RECORDS PROVIDED
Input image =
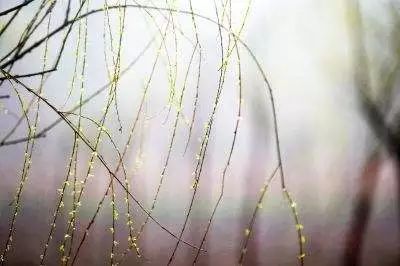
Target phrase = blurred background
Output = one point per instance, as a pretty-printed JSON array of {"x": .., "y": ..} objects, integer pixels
[{"x": 333, "y": 69}]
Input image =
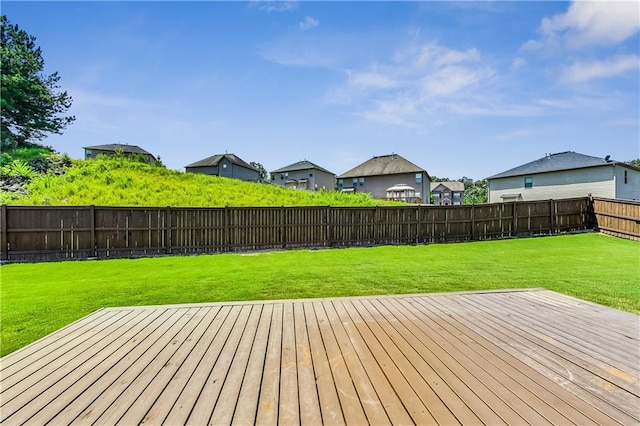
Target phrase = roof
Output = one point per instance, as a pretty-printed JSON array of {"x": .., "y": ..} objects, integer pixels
[
  {"x": 214, "y": 160},
  {"x": 301, "y": 165},
  {"x": 567, "y": 160},
  {"x": 452, "y": 185},
  {"x": 392, "y": 164},
  {"x": 133, "y": 149},
  {"x": 401, "y": 187}
]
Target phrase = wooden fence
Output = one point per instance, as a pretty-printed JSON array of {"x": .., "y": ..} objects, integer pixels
[
  {"x": 36, "y": 233},
  {"x": 620, "y": 218}
]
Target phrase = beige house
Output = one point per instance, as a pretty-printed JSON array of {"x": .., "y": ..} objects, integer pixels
[
  {"x": 304, "y": 175},
  {"x": 378, "y": 174},
  {"x": 402, "y": 192},
  {"x": 110, "y": 149},
  {"x": 566, "y": 175},
  {"x": 225, "y": 165},
  {"x": 450, "y": 193}
]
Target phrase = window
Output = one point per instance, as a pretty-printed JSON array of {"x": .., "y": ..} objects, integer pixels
[{"x": 528, "y": 182}]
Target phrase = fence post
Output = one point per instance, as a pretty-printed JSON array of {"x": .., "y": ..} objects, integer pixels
[
  {"x": 592, "y": 219},
  {"x": 227, "y": 236},
  {"x": 514, "y": 233},
  {"x": 92, "y": 212},
  {"x": 283, "y": 230},
  {"x": 552, "y": 216},
  {"x": 418, "y": 224},
  {"x": 327, "y": 231},
  {"x": 4, "y": 244},
  {"x": 167, "y": 224},
  {"x": 375, "y": 228},
  {"x": 473, "y": 221}
]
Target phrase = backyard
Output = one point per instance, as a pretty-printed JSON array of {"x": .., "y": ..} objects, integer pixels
[{"x": 39, "y": 298}]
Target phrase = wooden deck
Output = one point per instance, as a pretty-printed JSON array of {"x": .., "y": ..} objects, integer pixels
[{"x": 507, "y": 357}]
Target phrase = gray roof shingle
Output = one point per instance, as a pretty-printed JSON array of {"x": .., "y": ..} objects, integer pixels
[
  {"x": 555, "y": 162},
  {"x": 452, "y": 185},
  {"x": 392, "y": 164},
  {"x": 301, "y": 165},
  {"x": 214, "y": 160},
  {"x": 130, "y": 149}
]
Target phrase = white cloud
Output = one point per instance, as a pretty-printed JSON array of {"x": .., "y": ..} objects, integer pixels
[
  {"x": 308, "y": 23},
  {"x": 420, "y": 81},
  {"x": 435, "y": 55},
  {"x": 274, "y": 5},
  {"x": 371, "y": 80},
  {"x": 589, "y": 23},
  {"x": 452, "y": 80},
  {"x": 580, "y": 72}
]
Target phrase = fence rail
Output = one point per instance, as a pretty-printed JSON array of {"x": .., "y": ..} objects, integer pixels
[
  {"x": 620, "y": 218},
  {"x": 37, "y": 233}
]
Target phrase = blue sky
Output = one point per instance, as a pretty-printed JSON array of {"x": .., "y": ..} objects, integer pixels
[{"x": 458, "y": 88}]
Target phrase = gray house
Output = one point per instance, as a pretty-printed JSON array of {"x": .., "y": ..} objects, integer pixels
[
  {"x": 304, "y": 175},
  {"x": 110, "y": 149},
  {"x": 449, "y": 193},
  {"x": 378, "y": 174},
  {"x": 566, "y": 175},
  {"x": 225, "y": 165}
]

ASSIGNMENT
Pictures in the entries are to be skipped, and everything else repeated word for word.

RESPONSE
Input image =
Target phrase = blurred background
Output = one point per instance, as a pretty-printed JSON array of {"x": .., "y": ..} objects, integer pixels
[{"x": 333, "y": 69}]
Input image =
Target phrase = roof
Output = one point per instance, as a pretty-printed JSON array of {"x": .., "y": ..} objects, integer pixels
[
  {"x": 214, "y": 160},
  {"x": 301, "y": 165},
  {"x": 567, "y": 160},
  {"x": 452, "y": 185},
  {"x": 392, "y": 164},
  {"x": 133, "y": 149},
  {"x": 401, "y": 187}
]
Target phrase = wooden fence
Output = one point per instance, as a pretty-printed JSON array of {"x": .., "y": ..} objects, integer pixels
[
  {"x": 36, "y": 233},
  {"x": 620, "y": 218}
]
Target phrase = beige house
Output = one point per instance, as a pretty-printed JSON array of {"x": .., "y": ..} objects, integer pixels
[
  {"x": 304, "y": 175},
  {"x": 378, "y": 174},
  {"x": 402, "y": 192},
  {"x": 110, "y": 149},
  {"x": 566, "y": 175},
  {"x": 225, "y": 165},
  {"x": 450, "y": 193}
]
Target phrase = window
Output = one point per instance, as a pretty-printed JSON array of {"x": .., "y": ..} objects, integer pixels
[{"x": 528, "y": 182}]
Target phrase = fence post
Output = one point per instance, as a pretty-printed JSON array of {"x": .., "y": ..} objects, integer pixels
[
  {"x": 592, "y": 219},
  {"x": 227, "y": 236},
  {"x": 514, "y": 233},
  {"x": 92, "y": 212},
  {"x": 283, "y": 230},
  {"x": 552, "y": 216},
  {"x": 418, "y": 224},
  {"x": 327, "y": 231},
  {"x": 4, "y": 244},
  {"x": 167, "y": 224},
  {"x": 375, "y": 228},
  {"x": 473, "y": 221}
]
Target phrase = backyard
Output = one point per instance, as a pretty-printed JSON array of {"x": .., "y": ..} objects, integer pixels
[{"x": 39, "y": 298}]
Target phrase = wooden deck
Output = one point per instance, as a pretty-printed JSON array of {"x": .., "y": ..} objects, integer pixels
[{"x": 507, "y": 357}]
Target phrase = gray roof shingle
Output = one point per instance, as a pretty-printed JSON array of {"x": .., "y": ..} objects, integer pixels
[
  {"x": 555, "y": 162},
  {"x": 452, "y": 185},
  {"x": 392, "y": 164},
  {"x": 301, "y": 165},
  {"x": 214, "y": 160},
  {"x": 130, "y": 149}
]
Target phrase = white cloud
Output = one point per instance, as a pretty-printed JSON array of {"x": .., "y": ..} objects, integer pixels
[
  {"x": 308, "y": 23},
  {"x": 420, "y": 81},
  {"x": 435, "y": 55},
  {"x": 274, "y": 5},
  {"x": 371, "y": 80},
  {"x": 589, "y": 23},
  {"x": 452, "y": 80},
  {"x": 580, "y": 72}
]
Target phrase = fence rail
Output = one point per instance, as a pretty-printed JSON array of {"x": .., "y": ..} objects, integer pixels
[
  {"x": 620, "y": 218},
  {"x": 37, "y": 233}
]
Target phrase = blue sky
Output = one point per instance, as a pretty-printed JSON array of {"x": .., "y": ..} objects, integer pixels
[{"x": 458, "y": 88}]
Target phrase = gray house
Output = one point per instance, as a pretty-printed JSON array of {"x": .., "y": ..} objects, integer pixels
[
  {"x": 304, "y": 175},
  {"x": 110, "y": 149},
  {"x": 449, "y": 193},
  {"x": 378, "y": 174},
  {"x": 566, "y": 175},
  {"x": 225, "y": 165}
]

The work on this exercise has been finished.